==== EXERCISE INPUT

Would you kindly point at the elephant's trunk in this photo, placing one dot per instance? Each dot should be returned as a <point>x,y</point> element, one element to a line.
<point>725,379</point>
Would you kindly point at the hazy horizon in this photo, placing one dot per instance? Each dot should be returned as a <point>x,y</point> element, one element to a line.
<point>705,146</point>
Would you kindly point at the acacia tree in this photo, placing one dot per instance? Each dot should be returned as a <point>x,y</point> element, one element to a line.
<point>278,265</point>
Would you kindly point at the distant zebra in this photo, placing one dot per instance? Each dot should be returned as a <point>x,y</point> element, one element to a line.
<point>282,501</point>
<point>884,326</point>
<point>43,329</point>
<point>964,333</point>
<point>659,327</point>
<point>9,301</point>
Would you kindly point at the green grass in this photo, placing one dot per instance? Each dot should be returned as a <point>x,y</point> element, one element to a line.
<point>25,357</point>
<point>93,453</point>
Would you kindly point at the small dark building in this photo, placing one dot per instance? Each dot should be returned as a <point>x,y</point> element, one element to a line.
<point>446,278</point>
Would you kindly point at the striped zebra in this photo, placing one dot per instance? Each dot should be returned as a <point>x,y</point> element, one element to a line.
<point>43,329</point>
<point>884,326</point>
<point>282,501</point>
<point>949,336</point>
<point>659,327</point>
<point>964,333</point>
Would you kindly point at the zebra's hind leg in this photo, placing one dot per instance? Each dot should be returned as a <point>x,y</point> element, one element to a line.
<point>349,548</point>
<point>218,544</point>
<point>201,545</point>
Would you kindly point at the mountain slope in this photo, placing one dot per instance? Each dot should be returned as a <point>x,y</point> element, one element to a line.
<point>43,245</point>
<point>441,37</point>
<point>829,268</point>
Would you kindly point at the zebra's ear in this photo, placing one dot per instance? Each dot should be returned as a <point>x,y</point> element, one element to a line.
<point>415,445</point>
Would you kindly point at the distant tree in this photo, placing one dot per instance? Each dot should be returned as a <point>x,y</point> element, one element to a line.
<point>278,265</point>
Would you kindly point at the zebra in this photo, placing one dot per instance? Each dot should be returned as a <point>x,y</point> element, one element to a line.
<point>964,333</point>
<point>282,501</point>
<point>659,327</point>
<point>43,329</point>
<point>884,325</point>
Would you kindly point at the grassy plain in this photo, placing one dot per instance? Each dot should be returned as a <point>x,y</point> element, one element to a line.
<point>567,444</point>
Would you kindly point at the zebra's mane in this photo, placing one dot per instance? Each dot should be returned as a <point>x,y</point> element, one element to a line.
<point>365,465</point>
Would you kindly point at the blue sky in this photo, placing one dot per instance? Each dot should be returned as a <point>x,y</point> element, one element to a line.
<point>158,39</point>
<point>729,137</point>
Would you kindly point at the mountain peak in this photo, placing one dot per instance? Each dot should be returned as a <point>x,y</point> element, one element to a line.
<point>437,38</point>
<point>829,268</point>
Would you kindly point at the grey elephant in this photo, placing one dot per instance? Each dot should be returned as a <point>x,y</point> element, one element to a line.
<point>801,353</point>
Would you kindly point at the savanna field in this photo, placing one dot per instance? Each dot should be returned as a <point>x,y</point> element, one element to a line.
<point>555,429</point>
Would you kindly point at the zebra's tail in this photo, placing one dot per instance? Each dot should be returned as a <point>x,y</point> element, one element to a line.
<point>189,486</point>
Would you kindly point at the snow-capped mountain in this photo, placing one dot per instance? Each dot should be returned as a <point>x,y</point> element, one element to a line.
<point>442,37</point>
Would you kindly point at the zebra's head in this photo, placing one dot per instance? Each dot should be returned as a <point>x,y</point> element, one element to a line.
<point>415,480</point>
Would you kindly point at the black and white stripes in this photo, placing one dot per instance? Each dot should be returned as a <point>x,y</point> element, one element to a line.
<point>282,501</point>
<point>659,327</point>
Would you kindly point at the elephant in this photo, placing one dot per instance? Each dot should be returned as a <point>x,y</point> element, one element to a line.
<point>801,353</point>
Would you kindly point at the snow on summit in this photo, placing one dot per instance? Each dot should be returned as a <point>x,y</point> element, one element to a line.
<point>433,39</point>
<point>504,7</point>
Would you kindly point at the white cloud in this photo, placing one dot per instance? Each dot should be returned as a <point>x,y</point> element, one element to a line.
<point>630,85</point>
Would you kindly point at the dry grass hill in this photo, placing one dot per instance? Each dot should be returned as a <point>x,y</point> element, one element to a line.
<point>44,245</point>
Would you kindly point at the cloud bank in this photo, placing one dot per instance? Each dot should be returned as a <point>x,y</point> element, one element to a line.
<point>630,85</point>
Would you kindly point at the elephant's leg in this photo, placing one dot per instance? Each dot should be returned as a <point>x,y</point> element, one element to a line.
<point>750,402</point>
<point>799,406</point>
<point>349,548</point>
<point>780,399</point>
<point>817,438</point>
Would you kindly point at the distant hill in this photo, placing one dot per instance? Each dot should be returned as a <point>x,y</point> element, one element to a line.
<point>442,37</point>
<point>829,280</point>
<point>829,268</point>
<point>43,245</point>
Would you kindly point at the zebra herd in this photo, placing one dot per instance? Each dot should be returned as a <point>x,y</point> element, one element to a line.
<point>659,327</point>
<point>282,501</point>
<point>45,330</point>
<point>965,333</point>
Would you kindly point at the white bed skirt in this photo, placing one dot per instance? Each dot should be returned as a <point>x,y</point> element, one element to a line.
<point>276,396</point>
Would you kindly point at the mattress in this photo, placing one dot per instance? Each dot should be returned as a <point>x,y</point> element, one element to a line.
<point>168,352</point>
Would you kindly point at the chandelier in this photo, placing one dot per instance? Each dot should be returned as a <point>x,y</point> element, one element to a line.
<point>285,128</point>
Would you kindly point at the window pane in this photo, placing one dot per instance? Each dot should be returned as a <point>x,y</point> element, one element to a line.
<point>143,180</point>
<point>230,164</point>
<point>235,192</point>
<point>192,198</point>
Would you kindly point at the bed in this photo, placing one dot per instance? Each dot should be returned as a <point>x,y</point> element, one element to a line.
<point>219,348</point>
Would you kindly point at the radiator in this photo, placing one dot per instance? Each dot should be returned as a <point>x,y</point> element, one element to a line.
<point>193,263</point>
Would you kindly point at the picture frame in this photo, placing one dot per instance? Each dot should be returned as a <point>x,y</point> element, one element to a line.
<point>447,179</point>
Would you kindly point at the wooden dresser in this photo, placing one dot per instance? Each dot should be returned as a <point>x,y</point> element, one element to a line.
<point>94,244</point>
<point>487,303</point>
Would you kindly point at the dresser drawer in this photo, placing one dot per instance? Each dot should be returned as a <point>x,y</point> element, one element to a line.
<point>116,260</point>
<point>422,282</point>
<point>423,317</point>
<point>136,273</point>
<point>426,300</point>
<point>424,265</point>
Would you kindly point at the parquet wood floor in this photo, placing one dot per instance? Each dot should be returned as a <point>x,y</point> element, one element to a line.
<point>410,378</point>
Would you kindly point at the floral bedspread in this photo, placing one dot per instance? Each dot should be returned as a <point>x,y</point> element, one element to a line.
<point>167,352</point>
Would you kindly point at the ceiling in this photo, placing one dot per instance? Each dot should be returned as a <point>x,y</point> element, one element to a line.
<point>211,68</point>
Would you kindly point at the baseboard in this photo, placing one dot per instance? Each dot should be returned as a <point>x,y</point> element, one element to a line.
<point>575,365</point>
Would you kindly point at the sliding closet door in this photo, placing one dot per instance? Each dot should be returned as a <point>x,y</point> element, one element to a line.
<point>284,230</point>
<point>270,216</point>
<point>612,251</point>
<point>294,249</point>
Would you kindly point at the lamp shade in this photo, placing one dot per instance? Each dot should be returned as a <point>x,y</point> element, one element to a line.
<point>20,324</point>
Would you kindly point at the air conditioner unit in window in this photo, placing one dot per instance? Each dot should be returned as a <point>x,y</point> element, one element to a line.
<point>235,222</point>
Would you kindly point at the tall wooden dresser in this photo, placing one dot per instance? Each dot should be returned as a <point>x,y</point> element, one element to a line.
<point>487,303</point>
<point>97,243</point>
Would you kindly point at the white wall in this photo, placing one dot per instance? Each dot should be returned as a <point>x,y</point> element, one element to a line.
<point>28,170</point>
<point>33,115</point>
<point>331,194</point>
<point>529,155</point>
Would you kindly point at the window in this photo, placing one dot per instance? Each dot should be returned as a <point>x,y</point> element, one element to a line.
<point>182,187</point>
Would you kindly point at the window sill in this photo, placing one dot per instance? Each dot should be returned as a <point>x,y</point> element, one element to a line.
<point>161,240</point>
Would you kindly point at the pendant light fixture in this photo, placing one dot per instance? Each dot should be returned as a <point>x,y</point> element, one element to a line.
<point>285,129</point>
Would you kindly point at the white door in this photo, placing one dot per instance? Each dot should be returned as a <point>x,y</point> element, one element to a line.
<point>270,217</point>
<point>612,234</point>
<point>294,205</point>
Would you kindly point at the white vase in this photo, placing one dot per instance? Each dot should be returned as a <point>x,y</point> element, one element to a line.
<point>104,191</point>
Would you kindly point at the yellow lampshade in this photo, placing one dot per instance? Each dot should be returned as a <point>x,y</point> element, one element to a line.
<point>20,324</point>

========

WORK TASK. The line with "Would you kindly point at the pendant" and every line after it up to the end of the entries: output those exactly, and only those.

RESULT.
Would you kindly point at the pendant light fixture in this photo, placing one dot per instance? Each dot should be returned as a <point>x,y</point> element, one element to a line.
<point>285,129</point>
Would you kindly point at the white door in this photo, placing one dot per instance? Each dot should be returned as a <point>x,y</point> element, one element to a line.
<point>270,217</point>
<point>612,234</point>
<point>294,205</point>
Would you kindly point at the white vase in this photo, placing one dot per instance? Each dot should be returned as a <point>x,y</point> element, one element to a line.
<point>104,191</point>
Would you kindly point at the yellow lampshade in this photo, placing one dot per instance? Each dot should be returned as a <point>x,y</point> element, one element to a line.
<point>20,324</point>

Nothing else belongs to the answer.